EXERCISE TEXT >>
***

Phil Kay invites escapes, White Reaper isn’t afraid to rawk
King of the Mountains
Phil Kay, the musician behind the one-man band King of the Mountains, has a sign on his wall that reads “Is there another way?” as a sort of perpetual reminder to not go on creative autopilot.
His primarily synthetic debut solo album Zoetrope reflects this by seemingly rebooting for each track, demonstrating freedom from expectations while cramming ideas into each selection.
Kay is best known as a member of the Manchester band Working for a Nuclear Free City, and while his bandmate Gary McClure began to go down the acoustic path, Kay went into the opposite direction with an even more enthusiastic embrace of electronics. It is not the chilly, robotic approach of groups like Kraftwerk; instead, it conveys a sensitivity, often with an almost organic warm glow of a softly hued LED nightlight.

***

EXPLORE THE MATERIAL >>
A – Answer these questions from the Phil Kay review:
(i) What does the sign on Kay's wall read?
(ii) What is the title of Kay's debut solo album?
(iii) Which Manchester band is Kay best known as a member of?
B – Write the next paragraph of the review of Phil Kay's album, picking up after its final sentence.
The records that come next are separate material and have no connection to the review of Phil Kay's music.

***

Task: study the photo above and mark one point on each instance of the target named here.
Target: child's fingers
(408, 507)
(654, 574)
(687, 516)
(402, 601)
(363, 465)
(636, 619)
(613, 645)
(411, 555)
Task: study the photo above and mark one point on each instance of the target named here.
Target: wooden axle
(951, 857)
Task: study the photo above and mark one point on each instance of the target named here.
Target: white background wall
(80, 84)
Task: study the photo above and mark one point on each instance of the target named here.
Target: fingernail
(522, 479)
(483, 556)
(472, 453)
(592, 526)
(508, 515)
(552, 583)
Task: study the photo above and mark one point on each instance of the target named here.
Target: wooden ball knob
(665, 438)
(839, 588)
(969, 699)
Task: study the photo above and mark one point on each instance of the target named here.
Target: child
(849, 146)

***

SOLVED TASKS >>
A –
(i) "Is there another way?"
(ii) Zoetrope
(iii) Working for a Nuclear Free City

B –
Don’t be mistaken; Zoetrope is not an entirely sedate album, and often it has the momentum of a video game soundtrack, like on the opener “Undone,” with persistent nudges and kinetic motivation.
“Surrounded” envelopes the ears with gentle pulses, adding splashes and the synthetic aural equivalent of dropping things into a frying pan, with some choice notes that bend and yield slightly, bringing to mind Kevin Shields’ diving whammy bar action in My Bloody Valentine.
A few tracks are outwardly dance-oriented, including the brief “Shinkansen,” the click-and-ring-addled, four-on-the-floor insistent beaconing of the title track and the 6/8-time number “Zebra Girls” which seems to fuse mechanic chatterings with something by the BBC Radiophonic Workshop.
The most distinctive song on Zoetrope is “Stranger Things Have Happened,” with loops of squeaky reeds, bells and acoustic guitar motifs, while “Airstrip” invokes a touch of early ’70s Brian Eno/Robert Fripp goodness with glistening ambiance and gliding hums, plus a hi-hat beat keeping things moving instead of drifting into a fog.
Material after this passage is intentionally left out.